• _WHAT IS BEING ASKED_:
The answer is the full set of records below, transcribed exactly.

(Referring expression pointing data)
........

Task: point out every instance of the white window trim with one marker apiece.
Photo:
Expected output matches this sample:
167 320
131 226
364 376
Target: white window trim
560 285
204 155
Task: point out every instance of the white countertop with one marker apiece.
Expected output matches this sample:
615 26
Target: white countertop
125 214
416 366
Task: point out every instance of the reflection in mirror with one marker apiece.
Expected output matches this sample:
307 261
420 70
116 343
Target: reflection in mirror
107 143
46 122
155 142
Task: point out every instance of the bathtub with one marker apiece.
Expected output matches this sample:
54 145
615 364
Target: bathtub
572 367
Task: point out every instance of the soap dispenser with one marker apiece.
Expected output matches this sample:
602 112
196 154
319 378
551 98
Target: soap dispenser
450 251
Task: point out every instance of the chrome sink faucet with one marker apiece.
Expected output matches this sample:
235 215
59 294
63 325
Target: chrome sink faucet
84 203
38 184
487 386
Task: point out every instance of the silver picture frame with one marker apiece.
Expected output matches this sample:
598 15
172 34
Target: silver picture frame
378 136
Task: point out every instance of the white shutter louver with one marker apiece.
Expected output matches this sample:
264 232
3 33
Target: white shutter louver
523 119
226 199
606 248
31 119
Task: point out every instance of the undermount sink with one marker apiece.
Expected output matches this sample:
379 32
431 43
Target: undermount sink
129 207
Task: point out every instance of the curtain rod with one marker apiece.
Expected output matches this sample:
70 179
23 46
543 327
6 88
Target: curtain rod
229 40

........

• _YOUR SOLUTION_:
Task: point out every instance of the white window trim with one marker apiece.
Photo:
Expected output matches this sample:
167 320
131 226
364 376
Target: white window trim
560 285
204 155
Task: point out every instance of the white countertop with one marker apiece.
Expected output matches this sample:
615 26
Target: white countertop
125 214
416 366
Task: point out every instance of the reflection in mirror with one marker apiece.
Expected output matches this sample:
307 261
420 70
116 343
Target: reflection in mirror
107 143
46 122
155 142
Task: point out every instance of the bathtub with one marker apiece.
Expected output matches this sample:
54 145
615 364
Target: bathtub
572 367
Task: point out every instance of the soap dispenser with one marker apiece.
Expected output matches this sample:
602 112
196 154
319 378
551 98
Target: soap dispenser
450 251
Task: point out every instance of the chrome sink faucet with one marker apiece.
Expected output matches this sample:
235 215
59 294
63 325
Target: chrome sink faucet
84 203
38 184
487 386
Task: point out every instance of the silver picture frame with one marker apiece.
Expected output matches this sample:
598 15
172 34
Target: silver picture frame
378 136
Task: point out every instance of the white shutter louver with one marker apiece.
Expected output matches this sample:
264 232
3 33
Target: white shutter louver
523 119
226 199
606 248
31 119
Task: point out every instance of the undermount sink with one marker apiece.
Expected output matches this sample:
379 32
431 43
Target: undermount sink
129 207
Task: point out every instance of the curtain rod with one marker apiece.
Expected output matches this sample:
70 179
23 46
543 327
6 88
Target: curtain rod
229 40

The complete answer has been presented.